====== Excerpted text ======

You should know that London is a great city for more than just hosting the Olympics. The capital of the United Kingdom (well… it’s kind of “Patched-up Kingdom” really) has been there for millennia and seen historic events like no others. It has been the cradle of a powerful empire and beholden the fall of mighty kings and queens.
It has the biggest fleet of steam powered cars on Earth. Zeppelins and other magical flying contraptions dot the sky, clouded by the smoke from factories where men, women and children labour relentlessly to earn a living that the upper classes can’t even bother to think about from their lavish and decadent parties and lifestyles.
Yes, my friend, London is a city of many contrasts; some of them unknown by most of the city inhabitants.
But enough of the introductions; let’s take a look at The Smoke.
This 186 pages book is Cubicle 7’s supplement for the Victoriana game describing London in 1867. This book is in its second edition, having been revised and greatly rewritten, by Andrew Peregrine, one of the original authors of Victoriana. And there is a lot written here!
First things first. The book itself. The layout and art direction of the book very much follows the same style that the Victoriana Core Rulebook and Marvels of Science and Steampunk featured. Two columns layout, though this time there is so much written in this book that the font is a bit smaller and it looks really “full of words”, if you catch my drift. The art direction, though, is a bit tighter than the Core Rulebook, though still suffers from some of the original issues that have been present since the original release.
The illustration styles are a bit of a miss-match and they don’t relate that well to each other, but at least they have been chosen carefully to give context to the area of the book where they reside, so they make sense and help visualise what London was at the time.
If I had to be picky (!), I would prefer to see a little bit more separation between paragraphs to help the reading flow. But I don’t have to be picky, so I won’t mention it.
Inside the book there are 10 chapters; meaty and full of information. I know this might sound like a redundant thing to say, but it’s not. The amount of unnecessary text in this book is very, very close to null. Every paragraph has something worth knowing and Andrew Peregrine hasn’t held back his punches in revising this book and packing it with tons of history, both real and ficticious.
The first two chapters give a brief history of London; from the inception of Trinovantium by the Trojans, to the Roman occupation, the arrival of Justas and the Church of the Iluminat, the birth of the British Empire, life in the city for both upper and lower classes, employment, government, law, communications, transport, crime… 57 pages in all, which is not bad at all.
The following 5 chapters cover the whole of the city. Now, London was a big city in 1867, not as big as it is today, but it was very big nonetheless. Each chapter covers a part of the city and each part of the city is divided in smaller areas with description of the architecture, industry, roads, levels of crime, etc. There is also a decent amount of cartography in this book to show where each part of the city is and give you a sense of scale. Also descriptions of important places personalities in more or less detail.

======

Request 1: Identify every line of the records that contains the string "target", and copy each one. Treat uppercase and lowercase letters as different.
The review above and the records that follow are unrelated materials.

====== Listed entries ======

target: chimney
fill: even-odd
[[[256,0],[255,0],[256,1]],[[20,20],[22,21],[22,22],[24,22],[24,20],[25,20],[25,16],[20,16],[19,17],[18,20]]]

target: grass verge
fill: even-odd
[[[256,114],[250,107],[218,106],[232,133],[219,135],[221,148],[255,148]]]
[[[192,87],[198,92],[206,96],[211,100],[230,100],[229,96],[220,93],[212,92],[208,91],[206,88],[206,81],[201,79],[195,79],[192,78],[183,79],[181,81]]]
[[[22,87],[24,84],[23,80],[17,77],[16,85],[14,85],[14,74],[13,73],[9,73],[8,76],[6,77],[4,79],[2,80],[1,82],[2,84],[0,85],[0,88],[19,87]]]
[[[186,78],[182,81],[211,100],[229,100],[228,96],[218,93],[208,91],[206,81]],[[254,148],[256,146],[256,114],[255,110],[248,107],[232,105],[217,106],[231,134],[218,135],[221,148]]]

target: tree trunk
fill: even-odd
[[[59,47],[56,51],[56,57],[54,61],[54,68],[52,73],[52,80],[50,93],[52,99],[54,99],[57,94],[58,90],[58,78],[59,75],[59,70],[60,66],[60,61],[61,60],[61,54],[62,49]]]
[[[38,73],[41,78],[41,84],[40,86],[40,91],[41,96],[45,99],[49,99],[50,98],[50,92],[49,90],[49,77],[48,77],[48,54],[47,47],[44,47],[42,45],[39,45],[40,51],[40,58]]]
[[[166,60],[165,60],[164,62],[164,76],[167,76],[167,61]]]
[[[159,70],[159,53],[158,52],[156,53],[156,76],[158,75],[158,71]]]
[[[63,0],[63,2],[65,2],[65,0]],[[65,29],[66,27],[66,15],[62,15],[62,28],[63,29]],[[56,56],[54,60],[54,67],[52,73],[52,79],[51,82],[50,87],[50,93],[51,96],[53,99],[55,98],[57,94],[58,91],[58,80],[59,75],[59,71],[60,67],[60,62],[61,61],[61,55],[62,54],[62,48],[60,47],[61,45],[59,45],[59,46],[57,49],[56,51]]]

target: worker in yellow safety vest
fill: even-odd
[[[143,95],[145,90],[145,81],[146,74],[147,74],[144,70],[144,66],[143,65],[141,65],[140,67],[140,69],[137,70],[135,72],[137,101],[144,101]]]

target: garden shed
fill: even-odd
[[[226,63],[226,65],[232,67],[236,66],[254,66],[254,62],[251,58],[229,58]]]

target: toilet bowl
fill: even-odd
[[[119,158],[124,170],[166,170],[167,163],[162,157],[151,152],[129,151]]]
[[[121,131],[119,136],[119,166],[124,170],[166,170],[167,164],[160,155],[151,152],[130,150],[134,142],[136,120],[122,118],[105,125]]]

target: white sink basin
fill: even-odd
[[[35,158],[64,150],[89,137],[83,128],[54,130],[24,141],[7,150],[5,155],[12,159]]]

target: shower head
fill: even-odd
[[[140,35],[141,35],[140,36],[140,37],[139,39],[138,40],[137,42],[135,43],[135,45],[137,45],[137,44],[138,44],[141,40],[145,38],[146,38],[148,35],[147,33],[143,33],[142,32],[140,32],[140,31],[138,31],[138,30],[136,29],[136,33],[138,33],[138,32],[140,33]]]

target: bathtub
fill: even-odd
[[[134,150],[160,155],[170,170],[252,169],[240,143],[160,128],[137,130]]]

======

Request 2:
Answer these questions from the review of The Smoke:
(a) How many pages does the book have?
(b) How many chapters are in the book?
(c) How many pages in all do the first two chapters take up?

Task result 1:
target: chimney
target: grass verge
target: tree trunk
target: worker in yellow safety vest
target: garden shed
target: toilet bowl
target: white sink basin
target: shower head
target: bathtub

Task result 2:
(a) 186 pages
(b) 10 chapters
(c) 57 pages